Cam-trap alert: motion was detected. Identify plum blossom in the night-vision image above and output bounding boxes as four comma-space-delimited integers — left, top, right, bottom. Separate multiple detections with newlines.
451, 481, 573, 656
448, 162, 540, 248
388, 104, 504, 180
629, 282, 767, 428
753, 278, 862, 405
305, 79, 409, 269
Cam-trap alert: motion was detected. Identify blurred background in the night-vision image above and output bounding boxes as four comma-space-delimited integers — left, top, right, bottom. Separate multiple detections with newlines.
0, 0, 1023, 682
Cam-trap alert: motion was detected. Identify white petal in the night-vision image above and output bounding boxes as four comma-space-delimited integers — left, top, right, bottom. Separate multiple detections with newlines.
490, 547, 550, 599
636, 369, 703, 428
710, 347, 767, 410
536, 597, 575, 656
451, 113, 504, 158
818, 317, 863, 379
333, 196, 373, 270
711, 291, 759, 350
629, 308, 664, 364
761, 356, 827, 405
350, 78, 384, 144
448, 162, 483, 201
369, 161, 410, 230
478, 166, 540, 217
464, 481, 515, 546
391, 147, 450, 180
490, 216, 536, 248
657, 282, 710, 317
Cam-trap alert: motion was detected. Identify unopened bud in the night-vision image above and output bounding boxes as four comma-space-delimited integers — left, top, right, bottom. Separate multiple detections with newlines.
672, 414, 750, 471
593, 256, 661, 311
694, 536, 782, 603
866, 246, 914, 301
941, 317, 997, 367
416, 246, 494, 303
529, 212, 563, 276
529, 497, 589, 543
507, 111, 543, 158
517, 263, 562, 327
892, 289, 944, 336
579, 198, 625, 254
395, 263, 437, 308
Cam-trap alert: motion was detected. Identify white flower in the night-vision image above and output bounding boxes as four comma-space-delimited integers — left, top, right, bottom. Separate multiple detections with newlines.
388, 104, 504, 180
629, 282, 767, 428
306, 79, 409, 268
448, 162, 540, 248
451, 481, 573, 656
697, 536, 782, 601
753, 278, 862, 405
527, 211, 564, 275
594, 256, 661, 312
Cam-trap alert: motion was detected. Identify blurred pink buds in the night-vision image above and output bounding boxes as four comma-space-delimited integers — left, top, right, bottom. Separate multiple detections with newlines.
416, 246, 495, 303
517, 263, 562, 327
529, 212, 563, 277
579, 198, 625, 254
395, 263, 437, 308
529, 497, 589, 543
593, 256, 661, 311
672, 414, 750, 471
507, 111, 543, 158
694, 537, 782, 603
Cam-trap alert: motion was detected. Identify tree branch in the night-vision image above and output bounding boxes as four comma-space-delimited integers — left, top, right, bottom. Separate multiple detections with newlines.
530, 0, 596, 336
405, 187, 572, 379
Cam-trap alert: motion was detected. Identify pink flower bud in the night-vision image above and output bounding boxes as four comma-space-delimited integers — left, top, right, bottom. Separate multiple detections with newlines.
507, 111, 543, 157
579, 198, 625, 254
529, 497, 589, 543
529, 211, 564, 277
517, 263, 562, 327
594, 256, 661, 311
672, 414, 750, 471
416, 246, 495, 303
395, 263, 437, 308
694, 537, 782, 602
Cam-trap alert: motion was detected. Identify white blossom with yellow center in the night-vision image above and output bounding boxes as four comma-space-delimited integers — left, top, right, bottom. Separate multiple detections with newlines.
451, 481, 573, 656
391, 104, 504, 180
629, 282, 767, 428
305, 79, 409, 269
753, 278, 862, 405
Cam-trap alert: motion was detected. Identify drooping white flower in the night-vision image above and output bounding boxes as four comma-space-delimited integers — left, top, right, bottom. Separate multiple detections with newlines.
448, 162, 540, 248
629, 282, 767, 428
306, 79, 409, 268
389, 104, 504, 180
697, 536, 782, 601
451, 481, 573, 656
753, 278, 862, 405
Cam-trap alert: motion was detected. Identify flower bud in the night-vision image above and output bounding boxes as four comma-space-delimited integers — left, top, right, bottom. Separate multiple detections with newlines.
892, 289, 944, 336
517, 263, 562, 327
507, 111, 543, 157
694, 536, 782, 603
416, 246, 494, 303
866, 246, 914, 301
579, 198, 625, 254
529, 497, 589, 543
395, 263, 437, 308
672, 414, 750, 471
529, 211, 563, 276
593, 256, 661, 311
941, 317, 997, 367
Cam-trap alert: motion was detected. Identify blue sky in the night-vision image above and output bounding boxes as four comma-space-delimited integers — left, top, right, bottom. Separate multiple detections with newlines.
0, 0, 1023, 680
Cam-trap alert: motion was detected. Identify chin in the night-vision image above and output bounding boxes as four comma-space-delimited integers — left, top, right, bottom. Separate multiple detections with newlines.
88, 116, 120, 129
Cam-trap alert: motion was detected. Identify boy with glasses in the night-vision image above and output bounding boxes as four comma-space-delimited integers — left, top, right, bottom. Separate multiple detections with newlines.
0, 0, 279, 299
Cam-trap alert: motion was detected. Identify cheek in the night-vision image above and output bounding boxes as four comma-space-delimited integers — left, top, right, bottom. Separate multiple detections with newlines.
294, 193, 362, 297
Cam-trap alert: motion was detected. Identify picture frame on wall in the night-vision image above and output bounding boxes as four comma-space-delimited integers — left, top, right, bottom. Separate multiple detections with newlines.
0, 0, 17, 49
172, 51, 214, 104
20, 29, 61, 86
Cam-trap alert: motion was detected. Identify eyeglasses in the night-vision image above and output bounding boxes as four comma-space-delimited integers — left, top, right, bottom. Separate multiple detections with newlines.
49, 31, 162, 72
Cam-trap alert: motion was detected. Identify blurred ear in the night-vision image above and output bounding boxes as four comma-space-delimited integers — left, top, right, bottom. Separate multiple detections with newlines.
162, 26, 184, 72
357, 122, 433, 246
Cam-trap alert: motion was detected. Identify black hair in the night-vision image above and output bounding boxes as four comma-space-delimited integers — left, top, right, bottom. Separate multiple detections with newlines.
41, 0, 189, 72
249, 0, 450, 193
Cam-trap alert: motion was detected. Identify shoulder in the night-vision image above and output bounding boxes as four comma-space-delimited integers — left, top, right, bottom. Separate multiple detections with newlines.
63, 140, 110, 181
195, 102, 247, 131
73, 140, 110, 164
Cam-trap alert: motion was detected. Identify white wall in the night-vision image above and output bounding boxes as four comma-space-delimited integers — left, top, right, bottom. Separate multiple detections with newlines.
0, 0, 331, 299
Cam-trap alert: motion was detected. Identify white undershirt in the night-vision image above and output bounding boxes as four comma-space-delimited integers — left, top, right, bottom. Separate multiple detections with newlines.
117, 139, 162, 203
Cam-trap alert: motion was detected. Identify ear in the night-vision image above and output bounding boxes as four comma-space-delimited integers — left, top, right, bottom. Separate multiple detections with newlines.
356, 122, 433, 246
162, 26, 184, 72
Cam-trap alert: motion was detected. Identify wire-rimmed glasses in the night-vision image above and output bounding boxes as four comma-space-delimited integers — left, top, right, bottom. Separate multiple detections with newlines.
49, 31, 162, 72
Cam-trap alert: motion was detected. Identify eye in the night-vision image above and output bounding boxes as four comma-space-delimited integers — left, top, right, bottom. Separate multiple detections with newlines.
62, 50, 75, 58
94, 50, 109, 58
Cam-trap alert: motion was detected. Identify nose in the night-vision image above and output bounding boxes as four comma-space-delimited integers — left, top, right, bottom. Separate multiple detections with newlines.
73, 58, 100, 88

_ _ _ _ _ _ _

- The problem -
Copy the data from the line with "Cam-trap alert: motion was detected. Identify white flower" up to and including the line with "405, 187, 572, 379", and add 49 to every bounding-box coordinate while leaving all other text unchanged.

- Output of the task -
Cam-trap alert: motion was detected. Identify white flower in the night-vision image above and output bounding boxes as four comma-space-delimited integers — left, top, right, bottom. Separate multiple detections with newlines.
437, 153, 553, 229
678, 331, 816, 477
355, 128, 458, 317
497, 211, 589, 297
500, 530, 622, 705
746, 585, 831, 650
802, 327, 911, 454
576, 260, 613, 324
643, 305, 710, 361
Cam-trap alert: motion was detected. Identify blurred pink buds in the night-vision image above and output bounding boxes as four comma-space-delimited integers — left, top, right, bottom. Separate multiple detections with newlines.
465, 295, 544, 352
566, 312, 611, 376
578, 261, 612, 326
628, 247, 674, 303
444, 312, 486, 357
578, 546, 638, 592
642, 305, 710, 360
721, 463, 799, 520
556, 160, 592, 207
743, 586, 831, 652
Cam-trap alert: motion was detected. Identify tree branch in the night-vision image above and output bounding boxes as four comma-space-delimited integers — left, top, right, bottom. Separate multiple detections with newlines.
579, 49, 645, 385
454, 236, 621, 428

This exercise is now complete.